BEGIN
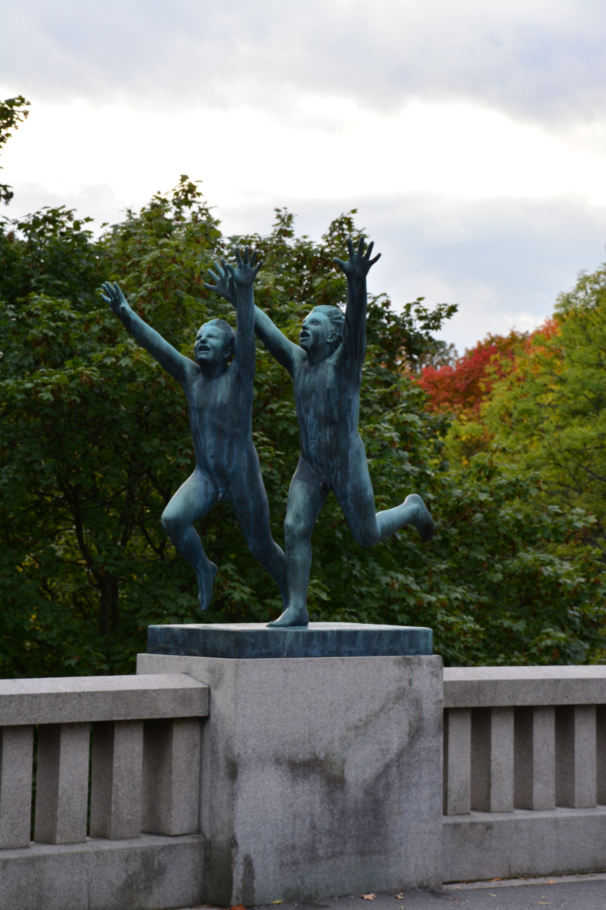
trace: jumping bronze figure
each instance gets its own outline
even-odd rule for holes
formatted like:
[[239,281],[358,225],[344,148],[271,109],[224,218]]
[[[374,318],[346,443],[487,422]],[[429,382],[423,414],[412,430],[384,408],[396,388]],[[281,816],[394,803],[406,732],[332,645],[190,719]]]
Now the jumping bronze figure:
[[[338,307],[314,307],[304,318],[299,345],[290,341],[270,318],[254,308],[254,330],[265,348],[293,378],[301,458],[288,492],[284,539],[287,605],[270,626],[309,622],[307,586],[312,566],[312,532],[331,490],[354,540],[363,547],[385,541],[412,524],[423,541],[433,535],[433,521],[420,496],[412,493],[393,509],[375,512],[374,494],[364,445],[358,431],[362,365],[366,352],[366,276],[371,259],[347,241],[349,259],[333,261],[347,278],[344,316]],[[235,288],[231,270],[216,264],[216,285],[206,285],[232,303]]]
[[254,298],[253,282],[263,265],[256,253],[236,249],[235,268],[225,264],[236,309],[236,331],[224,319],[199,329],[192,360],[175,350],[131,309],[116,283],[102,295],[126,329],[183,386],[189,404],[195,470],[177,490],[162,524],[198,580],[198,602],[213,600],[217,567],[207,558],[194,521],[221,500],[231,502],[253,555],[274,579],[286,606],[284,554],[272,539],[269,505],[253,443]]

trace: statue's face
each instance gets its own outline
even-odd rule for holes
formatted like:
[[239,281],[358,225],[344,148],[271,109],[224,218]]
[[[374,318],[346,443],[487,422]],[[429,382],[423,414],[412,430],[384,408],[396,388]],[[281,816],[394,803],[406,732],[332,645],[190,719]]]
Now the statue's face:
[[196,363],[213,365],[232,353],[232,344],[217,326],[205,322],[201,326],[194,343]]
[[312,310],[303,319],[299,332],[299,344],[304,351],[313,353],[325,348],[329,340],[332,340],[332,335],[334,335],[334,329],[328,317]]

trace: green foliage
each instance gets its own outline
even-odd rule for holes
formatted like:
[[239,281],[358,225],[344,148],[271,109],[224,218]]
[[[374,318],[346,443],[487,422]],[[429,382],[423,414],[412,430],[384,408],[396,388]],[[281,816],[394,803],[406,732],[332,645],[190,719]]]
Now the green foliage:
[[556,322],[535,333],[483,411],[494,436],[523,468],[539,471],[554,503],[606,525],[606,266],[561,295]]
[[[19,124],[27,119],[29,111],[25,109],[26,107],[29,107],[29,101],[25,101],[23,95],[0,101],[0,151],[13,135],[12,130],[18,129]],[[0,199],[5,206],[14,195],[10,187],[5,183],[0,183]]]
[[[268,237],[226,239],[184,176],[98,240],[65,208],[6,224],[0,675],[128,672],[149,622],[200,618],[194,572],[159,521],[194,467],[184,397],[101,302],[101,281],[119,280],[131,306],[190,354],[206,318],[233,322],[204,290],[206,268],[250,242],[265,259],[257,302],[295,339],[313,306],[344,304],[332,259],[358,233],[354,215],[320,242],[297,237],[282,209]],[[385,295],[373,298],[362,389],[377,508],[419,492],[434,541],[422,545],[408,529],[360,548],[329,497],[313,539],[313,619],[432,625],[450,663],[603,660],[601,565],[583,542],[587,519],[542,505],[538,478],[509,467],[506,451],[458,470],[443,460],[448,420],[427,410],[412,370],[435,356],[433,333],[452,311],[419,299],[397,313]],[[253,433],[282,541],[298,429],[290,378],[261,346]],[[276,616],[276,586],[231,508],[218,505],[199,531],[219,566],[204,618]]]

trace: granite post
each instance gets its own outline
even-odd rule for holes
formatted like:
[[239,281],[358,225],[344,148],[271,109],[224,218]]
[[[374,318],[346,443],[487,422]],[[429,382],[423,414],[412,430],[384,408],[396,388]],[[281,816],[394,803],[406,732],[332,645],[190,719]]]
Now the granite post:
[[210,686],[200,829],[208,903],[441,884],[439,657],[155,653],[140,654],[137,672],[186,672]]

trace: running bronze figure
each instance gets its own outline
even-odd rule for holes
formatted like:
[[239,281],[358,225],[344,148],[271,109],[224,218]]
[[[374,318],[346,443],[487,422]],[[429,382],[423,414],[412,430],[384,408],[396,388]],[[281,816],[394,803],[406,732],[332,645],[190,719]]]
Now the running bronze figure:
[[177,551],[194,569],[198,601],[213,600],[217,567],[206,556],[194,521],[221,500],[231,502],[253,555],[275,580],[286,606],[284,554],[272,539],[269,505],[259,457],[253,443],[254,298],[253,282],[262,266],[256,253],[236,249],[235,268],[225,264],[236,309],[236,331],[210,319],[198,331],[190,359],[175,350],[131,309],[116,283],[103,296],[126,329],[183,386],[195,453],[195,470],[170,500],[162,523]]
[[[416,493],[393,509],[375,512],[358,420],[366,352],[366,276],[381,254],[371,258],[372,243],[364,253],[363,238],[357,251],[351,239],[347,246],[349,259],[334,259],[347,278],[344,316],[338,307],[314,307],[303,320],[296,345],[254,308],[257,336],[293,378],[301,439],[301,458],[289,489],[284,521],[287,606],[270,626],[301,626],[309,622],[312,532],[331,490],[363,547],[386,540],[407,524],[413,525],[423,541],[433,535],[432,517]],[[216,269],[216,275],[211,273],[216,282],[214,289],[234,303],[229,268],[217,263]]]

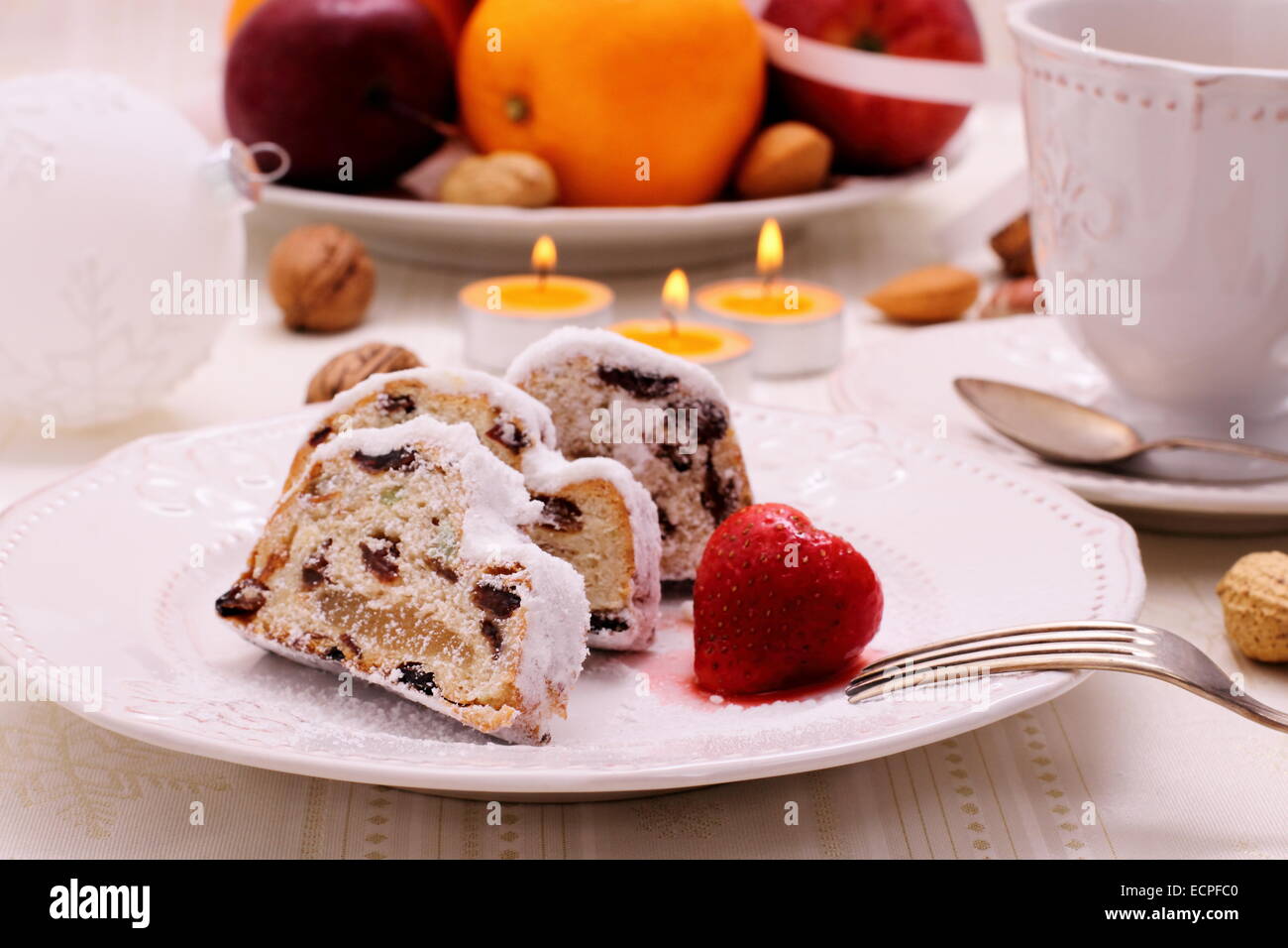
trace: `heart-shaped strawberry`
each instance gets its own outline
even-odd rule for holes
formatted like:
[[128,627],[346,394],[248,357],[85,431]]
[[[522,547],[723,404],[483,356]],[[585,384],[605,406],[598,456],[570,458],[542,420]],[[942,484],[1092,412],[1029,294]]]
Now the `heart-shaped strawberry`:
[[835,675],[881,624],[881,583],[840,537],[793,507],[744,507],[711,534],[693,586],[693,671],[721,694]]

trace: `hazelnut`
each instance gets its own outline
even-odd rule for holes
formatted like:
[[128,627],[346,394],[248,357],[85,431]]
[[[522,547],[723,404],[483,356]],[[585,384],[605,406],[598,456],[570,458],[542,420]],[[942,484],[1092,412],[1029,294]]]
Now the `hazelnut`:
[[999,230],[988,241],[1002,261],[1007,276],[1037,276],[1033,264],[1033,240],[1029,233],[1029,213],[1024,212]]
[[461,159],[443,178],[439,197],[450,204],[506,204],[545,208],[559,197],[554,169],[526,151],[493,151]]
[[268,286],[287,329],[337,333],[362,322],[376,270],[352,233],[335,224],[309,224],[273,248]]
[[377,371],[415,369],[420,360],[411,350],[384,342],[368,342],[341,352],[323,365],[309,382],[304,401],[330,401],[346,388],[353,388]]
[[802,121],[764,129],[734,175],[742,197],[782,197],[818,191],[832,166],[832,139]]
[[1216,587],[1230,641],[1258,662],[1288,662],[1288,555],[1248,553]]

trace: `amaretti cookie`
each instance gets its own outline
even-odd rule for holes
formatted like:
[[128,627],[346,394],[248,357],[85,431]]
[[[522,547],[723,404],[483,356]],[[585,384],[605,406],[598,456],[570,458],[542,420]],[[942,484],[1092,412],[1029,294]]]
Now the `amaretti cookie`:
[[422,417],[309,455],[215,607],[249,641],[540,744],[586,655],[581,577],[474,430]]
[[699,365],[603,329],[559,329],[506,379],[545,402],[571,458],[620,460],[648,488],[662,579],[692,580],[711,531],[751,503],[729,405]]
[[1258,662],[1288,662],[1288,555],[1240,557],[1216,592],[1225,631],[1239,651]]
[[649,493],[608,458],[565,460],[554,448],[550,410],[498,378],[468,369],[374,375],[332,401],[331,414],[296,454],[291,479],[307,468],[317,445],[341,430],[386,427],[422,414],[470,424],[488,450],[523,473],[545,508],[526,528],[528,535],[586,582],[589,644],[647,647],[661,598],[661,537]]

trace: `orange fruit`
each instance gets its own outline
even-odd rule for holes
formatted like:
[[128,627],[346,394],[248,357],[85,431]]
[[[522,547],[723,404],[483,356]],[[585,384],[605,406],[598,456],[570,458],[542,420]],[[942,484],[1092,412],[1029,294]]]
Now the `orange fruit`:
[[564,204],[699,204],[760,121],[765,57],[739,0],[482,0],[456,80],[474,144],[545,159]]
[[[265,0],[232,0],[228,5],[228,18],[224,21],[224,41],[227,45],[232,45],[233,36],[241,28],[246,17],[254,13],[255,8],[263,3]],[[421,3],[438,18],[438,25],[447,35],[448,44],[455,44],[460,40],[461,27],[465,26],[465,18],[470,13],[471,0],[421,0]]]

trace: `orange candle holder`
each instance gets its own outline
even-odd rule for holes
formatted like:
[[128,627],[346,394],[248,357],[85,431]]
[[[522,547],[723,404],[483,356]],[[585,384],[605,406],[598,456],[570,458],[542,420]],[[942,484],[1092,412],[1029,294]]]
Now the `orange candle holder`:
[[751,396],[755,343],[735,329],[666,317],[623,320],[609,326],[627,339],[687,359],[707,369],[732,399]]
[[559,273],[477,280],[461,288],[457,302],[465,322],[465,357],[493,371],[560,326],[603,329],[613,320],[608,286]]
[[707,319],[751,337],[752,371],[764,378],[835,368],[844,348],[845,299],[819,284],[744,277],[703,286],[693,299]]

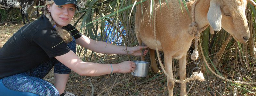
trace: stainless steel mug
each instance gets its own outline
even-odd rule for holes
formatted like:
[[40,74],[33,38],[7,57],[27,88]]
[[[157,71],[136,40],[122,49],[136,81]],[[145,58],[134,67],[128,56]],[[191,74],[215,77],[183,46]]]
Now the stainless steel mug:
[[132,75],[139,77],[146,77],[148,76],[148,62],[141,61],[133,61],[136,64],[135,70],[132,72]]

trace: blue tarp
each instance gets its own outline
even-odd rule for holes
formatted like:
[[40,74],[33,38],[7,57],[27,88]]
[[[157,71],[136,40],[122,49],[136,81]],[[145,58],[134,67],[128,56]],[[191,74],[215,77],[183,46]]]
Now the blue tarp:
[[[113,18],[109,19],[110,20],[113,21]],[[106,24],[104,28],[104,30],[106,32],[106,35],[105,39],[106,39],[106,42],[108,43],[115,44],[117,45],[124,45],[122,44],[122,42],[123,38],[122,35],[120,33],[117,31],[117,29],[122,32],[123,36],[126,35],[126,31],[124,29],[124,26],[123,26],[121,22],[114,22],[113,24],[110,23],[109,22],[106,20],[105,21]],[[111,25],[111,24],[112,24]],[[116,28],[111,25],[115,25],[116,26]]]

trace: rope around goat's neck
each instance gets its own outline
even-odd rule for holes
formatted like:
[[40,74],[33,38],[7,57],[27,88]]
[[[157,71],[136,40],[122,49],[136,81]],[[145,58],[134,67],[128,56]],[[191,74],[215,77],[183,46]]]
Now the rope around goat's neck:
[[[195,2],[195,3],[196,4],[193,5],[193,8],[195,8],[195,6],[196,5],[196,3],[197,3],[197,1],[198,1],[198,0],[196,1]],[[195,14],[195,8],[193,8],[192,9],[192,23],[191,23],[191,24],[190,24],[191,25],[197,25],[197,24],[196,24],[196,23],[195,23],[195,17],[194,17],[194,16],[195,16],[195,15],[194,15],[194,14]],[[209,26],[209,24],[208,24],[207,25],[204,26],[204,27],[203,27],[203,28],[202,28],[201,29],[200,29],[200,30],[198,30],[197,31],[197,32],[196,32],[196,33],[195,34],[195,35],[194,36],[195,37],[195,50],[194,50],[193,51],[193,53],[192,54],[192,55],[191,55],[191,59],[195,60],[196,60],[197,59],[197,58],[198,57],[198,51],[197,51],[197,49],[198,49],[197,48],[197,46],[198,46],[198,40],[199,40],[199,36],[200,36],[200,35],[199,35],[199,32],[200,33],[201,33],[201,32],[202,32],[205,29],[206,29],[207,27],[208,27],[208,26]],[[190,27],[190,25],[189,27]],[[193,33],[193,32],[192,32],[192,33]],[[203,49],[202,48],[202,46],[201,46],[201,43],[199,43],[199,46],[200,47],[200,51],[201,51],[201,53],[202,54],[202,55],[203,56],[203,58],[204,58],[204,62],[206,64],[205,65],[206,65],[206,66],[210,70],[210,71],[211,71],[211,72],[212,72],[212,73],[213,73],[214,75],[216,76],[217,76],[217,77],[220,78],[221,79],[222,79],[223,80],[227,81],[228,82],[232,82],[232,83],[235,83],[240,84],[247,84],[247,85],[249,85],[249,84],[256,84],[256,82],[247,83],[247,82],[241,82],[241,81],[234,81],[231,80],[229,80],[229,79],[227,79],[227,78],[224,77],[223,77],[222,76],[221,76],[220,75],[218,75],[218,74],[216,74],[216,73],[215,73],[215,72],[214,71],[213,71],[212,69],[212,68],[210,68],[210,66],[209,66],[209,65],[208,64],[208,63],[207,62],[207,61],[205,59],[205,57],[204,56],[204,53],[203,53],[204,52],[203,52]],[[197,52],[197,53],[196,53],[196,52]],[[197,53],[197,54],[196,54]],[[195,56],[192,56],[192,55],[197,55],[197,57],[196,57]],[[195,56],[195,57],[192,57],[193,56]],[[196,59],[195,60],[194,60],[195,59],[195,58],[196,58]]]
[[[195,9],[194,9],[195,8],[196,4],[196,3],[197,3],[197,1],[196,1],[194,3],[193,9],[192,9],[192,15],[194,15],[194,13],[195,13]],[[166,75],[166,76],[169,77],[169,78],[171,79],[172,80],[173,80],[175,82],[180,83],[186,83],[188,82],[189,81],[190,81],[191,80],[198,80],[202,81],[204,80],[204,76],[201,72],[199,73],[198,73],[197,72],[196,72],[195,73],[193,73],[193,75],[190,76],[190,77],[189,78],[183,80],[179,80],[175,79],[173,78],[173,77],[171,77],[170,75],[169,75],[169,74],[167,74],[167,73],[165,71],[165,70],[164,69],[164,66],[163,65],[163,64],[162,63],[162,61],[161,61],[161,59],[160,58],[160,57],[159,55],[159,52],[158,51],[158,48],[157,46],[157,42],[156,41],[156,11],[157,10],[157,9],[159,6],[159,4],[157,5],[157,6],[156,8],[156,11],[155,11],[155,14],[154,14],[154,36],[155,37],[155,42],[156,42],[156,54],[157,55],[157,58],[158,60],[158,62],[159,62],[159,63],[160,64],[160,66],[161,66],[161,68],[162,68],[162,70],[163,70],[163,71],[164,72],[164,73]],[[194,16],[192,16],[192,17],[193,18],[194,18]],[[194,18],[193,20],[192,20],[192,21],[194,21],[194,22],[195,22],[195,19]],[[207,27],[206,27],[207,28]],[[203,30],[203,31],[204,30]],[[197,32],[197,36],[199,36],[198,32]],[[199,37],[198,37],[199,38]],[[198,39],[197,39],[198,40]],[[196,45],[196,48],[197,50],[197,44]]]

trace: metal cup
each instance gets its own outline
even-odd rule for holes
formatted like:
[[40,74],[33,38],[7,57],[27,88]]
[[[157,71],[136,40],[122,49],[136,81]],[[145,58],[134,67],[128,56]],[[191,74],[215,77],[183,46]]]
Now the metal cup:
[[135,70],[132,72],[132,75],[139,77],[146,77],[148,76],[148,62],[141,61],[133,61],[136,64]]

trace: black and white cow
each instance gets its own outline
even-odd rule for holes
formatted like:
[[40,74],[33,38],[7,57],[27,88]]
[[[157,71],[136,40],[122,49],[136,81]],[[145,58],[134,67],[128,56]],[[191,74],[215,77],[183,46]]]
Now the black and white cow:
[[[34,4],[35,1],[39,2],[44,0],[0,0],[0,8],[3,9],[18,8],[20,9],[20,13],[22,21],[26,24],[24,17],[26,18],[27,21],[29,23],[28,17],[27,10]],[[37,3],[37,5],[38,4]]]

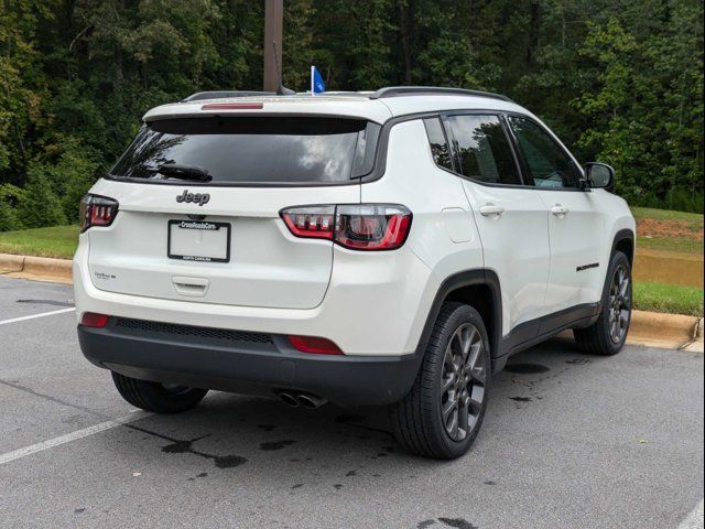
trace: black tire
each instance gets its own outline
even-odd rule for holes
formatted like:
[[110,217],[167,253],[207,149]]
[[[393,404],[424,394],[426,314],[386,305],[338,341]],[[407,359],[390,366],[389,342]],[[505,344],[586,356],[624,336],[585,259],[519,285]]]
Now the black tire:
[[139,380],[115,371],[112,371],[112,381],[129,403],[155,413],[178,413],[191,410],[208,392],[207,389],[164,386],[149,380]]
[[[474,331],[477,334],[470,334]],[[479,348],[476,348],[476,339],[480,341]],[[467,356],[462,352],[462,344],[466,341],[470,344]],[[462,357],[454,352],[459,352]],[[457,358],[458,364],[447,361],[446,353],[451,355],[451,360]],[[458,375],[459,369],[465,373],[465,382],[458,382],[463,378]],[[453,389],[444,390],[442,380]],[[390,406],[394,438],[408,451],[419,455],[438,460],[459,457],[468,451],[480,430],[490,381],[489,339],[481,316],[471,306],[444,303],[411,391],[401,401]],[[456,397],[452,398],[451,391]],[[451,415],[454,412],[445,415],[442,410],[442,407],[449,409],[454,400],[457,401],[457,430],[449,425],[453,424]],[[467,414],[466,419],[463,419],[464,413]],[[465,429],[460,428],[463,424]],[[456,432],[455,439],[453,431]],[[463,436],[462,431],[465,432]]]
[[[619,282],[620,273],[623,273],[626,285]],[[616,251],[607,270],[599,317],[589,327],[573,330],[577,345],[590,355],[619,353],[629,333],[631,300],[631,266],[625,253]]]

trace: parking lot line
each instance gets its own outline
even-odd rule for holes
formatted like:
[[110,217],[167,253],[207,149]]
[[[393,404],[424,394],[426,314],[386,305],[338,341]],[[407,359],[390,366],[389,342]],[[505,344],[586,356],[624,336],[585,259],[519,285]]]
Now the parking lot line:
[[78,439],[105,432],[106,430],[110,430],[111,428],[121,427],[122,424],[129,424],[130,422],[139,421],[140,419],[144,419],[152,414],[153,413],[150,413],[148,411],[135,410],[128,415],[122,415],[117,419],[112,419],[111,421],[94,424],[93,427],[84,428],[83,430],[76,430],[75,432],[59,435],[58,438],[42,441],[41,443],[31,444],[22,449],[13,450],[12,452],[7,452],[0,455],[0,465],[14,460],[19,460],[21,457],[26,457],[28,455],[36,454],[37,452],[42,452],[44,450],[70,443],[72,441],[76,441]]
[[681,522],[679,529],[703,529],[703,500]]
[[75,310],[76,309],[72,306],[70,309],[59,309],[58,311],[42,312],[40,314],[32,314],[30,316],[12,317],[10,320],[1,321],[0,325],[4,325],[7,323],[23,322],[25,320],[34,320],[35,317],[53,316],[54,314],[63,314],[64,312],[72,312]]

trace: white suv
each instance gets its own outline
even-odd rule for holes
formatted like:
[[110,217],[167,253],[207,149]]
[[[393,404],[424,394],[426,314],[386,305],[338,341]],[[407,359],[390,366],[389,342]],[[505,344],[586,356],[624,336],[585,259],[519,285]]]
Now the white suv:
[[494,94],[196,94],[83,201],[80,347],[147,410],[391,404],[401,444],[456,457],[510,355],[567,328],[621,349],[634,222],[612,185]]

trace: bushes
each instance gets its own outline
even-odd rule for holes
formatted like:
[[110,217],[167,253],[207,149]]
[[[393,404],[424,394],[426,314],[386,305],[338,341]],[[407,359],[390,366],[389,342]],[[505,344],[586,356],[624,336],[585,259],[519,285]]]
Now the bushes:
[[76,224],[83,195],[101,166],[90,148],[68,138],[28,165],[23,188],[0,185],[0,231]]

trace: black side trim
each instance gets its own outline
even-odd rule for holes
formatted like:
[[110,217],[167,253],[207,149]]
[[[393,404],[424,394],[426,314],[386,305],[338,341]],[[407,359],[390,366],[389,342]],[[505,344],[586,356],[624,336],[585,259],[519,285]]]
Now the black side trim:
[[499,356],[520,353],[566,328],[590,325],[599,316],[600,306],[600,303],[585,303],[521,323],[501,339]]

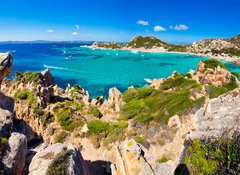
END
**Directions for this task:**
Rewrite the stretch from the start of the listing through the line containing "Now the jumping", replacing "bronze figure" with "metal statue" and leaving everything else unchanged; omit the pictures from your answer.

**Worked answer:**
trace: jumping metal statue
each instance gets its own outline
even-odd rule for holes
formatted like:
[[239,281],[358,225],[344,148],[271,109],[224,218]]
[[[374,318],[346,443],[487,422]],[[429,382],[423,414],[412,430],[384,408],[396,388]],[[281,816],[394,803],[406,732],[332,645],[190,719]]]
Now the jumping metal statue:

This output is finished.